O que fazer →
Digite de novo, sem mudar nada, o trecho do texto sobre consumo que vai de "Em vez de comprar" até "ou nas fábricas.".

Texto citado →
Em vez de comprar o suco de laranja, por exemplo, ela compra
a fruta e faz a bebida.
Os dados da Ipsos mostram que ocorreu uma sensível
deterioração no consumo de bens duráveis
em relação ao início do Real entre os
mais afortunados. Em 1997, 37% das classes A e B tinham carro
com até três anos de uso. Em 2003, essa fatia
caiu para 17%. "Em momentos de crédito barato,
como no início do Real, ocorre um boom de compra de
bens duráveis", observa Toni. Quando o crédito
seca ou fica muito caro -ou ambos, como em 2003-, os bens
de maior valor encalham nas prateleiras ou nas fábricas.

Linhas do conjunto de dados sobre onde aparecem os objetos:

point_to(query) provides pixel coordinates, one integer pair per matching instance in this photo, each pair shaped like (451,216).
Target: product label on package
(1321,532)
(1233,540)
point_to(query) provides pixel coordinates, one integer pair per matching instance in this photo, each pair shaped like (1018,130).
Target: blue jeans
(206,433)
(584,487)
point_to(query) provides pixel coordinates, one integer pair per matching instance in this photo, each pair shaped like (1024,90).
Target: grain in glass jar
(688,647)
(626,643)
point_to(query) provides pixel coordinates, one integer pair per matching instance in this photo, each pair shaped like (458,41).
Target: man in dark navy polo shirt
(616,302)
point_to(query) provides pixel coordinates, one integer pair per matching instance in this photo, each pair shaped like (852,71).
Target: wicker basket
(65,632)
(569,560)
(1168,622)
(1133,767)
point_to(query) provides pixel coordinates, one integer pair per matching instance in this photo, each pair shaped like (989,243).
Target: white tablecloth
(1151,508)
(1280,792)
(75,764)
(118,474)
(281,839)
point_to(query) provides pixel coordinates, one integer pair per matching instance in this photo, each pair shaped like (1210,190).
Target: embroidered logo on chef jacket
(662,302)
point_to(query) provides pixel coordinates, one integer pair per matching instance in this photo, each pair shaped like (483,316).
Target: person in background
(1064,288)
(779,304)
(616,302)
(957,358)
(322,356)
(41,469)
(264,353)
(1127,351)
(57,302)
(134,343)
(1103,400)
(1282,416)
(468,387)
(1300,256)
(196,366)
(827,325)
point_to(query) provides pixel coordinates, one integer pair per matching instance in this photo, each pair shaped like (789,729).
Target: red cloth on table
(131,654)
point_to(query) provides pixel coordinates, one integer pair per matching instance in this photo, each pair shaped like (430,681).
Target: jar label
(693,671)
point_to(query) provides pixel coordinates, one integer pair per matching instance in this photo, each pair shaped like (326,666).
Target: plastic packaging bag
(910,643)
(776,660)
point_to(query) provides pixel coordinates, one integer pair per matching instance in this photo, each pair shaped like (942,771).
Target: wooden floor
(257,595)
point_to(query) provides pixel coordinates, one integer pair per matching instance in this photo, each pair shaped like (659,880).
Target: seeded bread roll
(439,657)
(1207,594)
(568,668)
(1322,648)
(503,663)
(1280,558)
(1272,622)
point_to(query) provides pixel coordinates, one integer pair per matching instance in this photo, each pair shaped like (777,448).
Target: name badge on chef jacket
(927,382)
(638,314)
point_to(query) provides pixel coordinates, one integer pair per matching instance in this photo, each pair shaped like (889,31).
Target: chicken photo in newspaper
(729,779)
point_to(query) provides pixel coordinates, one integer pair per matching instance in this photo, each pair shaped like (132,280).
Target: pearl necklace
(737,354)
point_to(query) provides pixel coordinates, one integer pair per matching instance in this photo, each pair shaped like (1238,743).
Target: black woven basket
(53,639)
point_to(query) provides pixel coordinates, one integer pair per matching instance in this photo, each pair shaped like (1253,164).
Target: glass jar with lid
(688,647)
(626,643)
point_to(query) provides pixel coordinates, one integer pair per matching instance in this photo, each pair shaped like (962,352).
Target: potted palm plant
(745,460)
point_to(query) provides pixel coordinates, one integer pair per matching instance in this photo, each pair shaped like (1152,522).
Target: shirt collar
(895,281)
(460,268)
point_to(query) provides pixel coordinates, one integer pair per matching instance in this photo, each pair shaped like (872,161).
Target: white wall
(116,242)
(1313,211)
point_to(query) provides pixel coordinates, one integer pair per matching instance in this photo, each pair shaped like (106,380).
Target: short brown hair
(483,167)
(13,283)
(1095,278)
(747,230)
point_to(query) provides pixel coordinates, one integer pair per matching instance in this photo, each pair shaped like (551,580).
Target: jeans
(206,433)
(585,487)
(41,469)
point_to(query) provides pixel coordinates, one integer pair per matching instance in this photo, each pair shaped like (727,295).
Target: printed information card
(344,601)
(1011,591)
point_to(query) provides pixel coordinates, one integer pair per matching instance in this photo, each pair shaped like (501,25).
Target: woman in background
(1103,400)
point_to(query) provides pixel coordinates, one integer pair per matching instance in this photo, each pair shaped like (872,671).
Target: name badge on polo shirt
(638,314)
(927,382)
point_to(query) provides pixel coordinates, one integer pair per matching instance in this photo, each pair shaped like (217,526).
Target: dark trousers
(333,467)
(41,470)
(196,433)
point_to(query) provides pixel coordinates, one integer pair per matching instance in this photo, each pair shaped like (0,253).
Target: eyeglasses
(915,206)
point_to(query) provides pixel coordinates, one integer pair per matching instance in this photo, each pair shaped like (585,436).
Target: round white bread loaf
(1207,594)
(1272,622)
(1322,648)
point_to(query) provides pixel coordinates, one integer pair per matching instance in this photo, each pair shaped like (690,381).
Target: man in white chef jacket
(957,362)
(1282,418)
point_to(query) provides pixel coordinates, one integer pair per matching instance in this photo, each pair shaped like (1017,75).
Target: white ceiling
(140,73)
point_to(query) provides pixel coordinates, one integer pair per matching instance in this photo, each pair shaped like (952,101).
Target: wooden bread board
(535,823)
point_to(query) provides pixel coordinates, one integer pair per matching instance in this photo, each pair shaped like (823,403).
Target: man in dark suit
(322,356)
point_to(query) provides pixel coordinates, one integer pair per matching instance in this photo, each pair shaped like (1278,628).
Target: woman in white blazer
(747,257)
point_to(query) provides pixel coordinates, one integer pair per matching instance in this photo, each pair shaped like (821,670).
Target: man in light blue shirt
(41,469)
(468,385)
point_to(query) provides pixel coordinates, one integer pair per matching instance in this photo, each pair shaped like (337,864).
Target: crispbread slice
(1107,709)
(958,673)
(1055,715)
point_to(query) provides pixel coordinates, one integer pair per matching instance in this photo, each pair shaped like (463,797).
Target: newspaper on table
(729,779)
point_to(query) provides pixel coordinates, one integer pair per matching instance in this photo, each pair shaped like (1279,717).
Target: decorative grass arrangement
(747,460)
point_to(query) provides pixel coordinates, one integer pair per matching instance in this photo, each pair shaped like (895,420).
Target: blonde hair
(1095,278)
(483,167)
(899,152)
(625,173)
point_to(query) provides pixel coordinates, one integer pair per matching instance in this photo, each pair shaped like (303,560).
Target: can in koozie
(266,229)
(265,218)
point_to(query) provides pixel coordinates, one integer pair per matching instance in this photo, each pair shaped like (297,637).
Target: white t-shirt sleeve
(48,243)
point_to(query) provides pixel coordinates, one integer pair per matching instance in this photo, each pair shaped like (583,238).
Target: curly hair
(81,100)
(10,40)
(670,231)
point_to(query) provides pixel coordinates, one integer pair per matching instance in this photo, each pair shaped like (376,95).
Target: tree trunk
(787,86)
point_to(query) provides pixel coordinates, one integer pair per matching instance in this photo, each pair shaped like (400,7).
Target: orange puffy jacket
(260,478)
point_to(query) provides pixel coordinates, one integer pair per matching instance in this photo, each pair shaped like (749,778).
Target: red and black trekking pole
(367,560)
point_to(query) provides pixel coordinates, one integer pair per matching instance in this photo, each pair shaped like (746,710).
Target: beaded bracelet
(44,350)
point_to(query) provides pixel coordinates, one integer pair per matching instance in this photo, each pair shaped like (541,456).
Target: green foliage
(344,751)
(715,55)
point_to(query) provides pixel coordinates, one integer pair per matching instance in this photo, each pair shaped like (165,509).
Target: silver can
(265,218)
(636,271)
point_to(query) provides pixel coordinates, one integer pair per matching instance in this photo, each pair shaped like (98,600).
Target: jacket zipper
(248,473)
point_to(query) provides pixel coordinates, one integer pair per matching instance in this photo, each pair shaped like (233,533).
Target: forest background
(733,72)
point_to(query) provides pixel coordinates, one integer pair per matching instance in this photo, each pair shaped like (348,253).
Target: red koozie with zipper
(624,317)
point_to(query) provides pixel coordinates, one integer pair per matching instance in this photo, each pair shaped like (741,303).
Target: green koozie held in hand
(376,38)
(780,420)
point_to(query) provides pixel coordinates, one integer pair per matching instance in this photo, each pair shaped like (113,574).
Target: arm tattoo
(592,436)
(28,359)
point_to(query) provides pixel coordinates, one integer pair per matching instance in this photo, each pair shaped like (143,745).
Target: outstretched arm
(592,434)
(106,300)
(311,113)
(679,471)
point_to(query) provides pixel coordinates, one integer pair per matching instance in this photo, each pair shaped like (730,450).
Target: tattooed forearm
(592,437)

Resposta →
Em vez de comprar o suco de laranja, por exemplo, ela compra
a fruta e faz a bebida.
Os dados da Ipsos mostram que ocorreu uma sensível
deterioração no consumo de bens duráveis
em relação ao início do Real entre os
mais afortunados. Em 1997, 37% das classes A e B tinham carro
com até três anos de uso. Em 2003, essa fatia
caiu para 17%. "Em momentos de crédito barato,
como no início do Real, ocorre um boom de compra de
bens duráveis", observa Toni. Quando o crédito
seca ou fica muito caro -ou ambos, como em 2003-, os bens
de maior valor encalham nas prateleiras ou nas fábricas.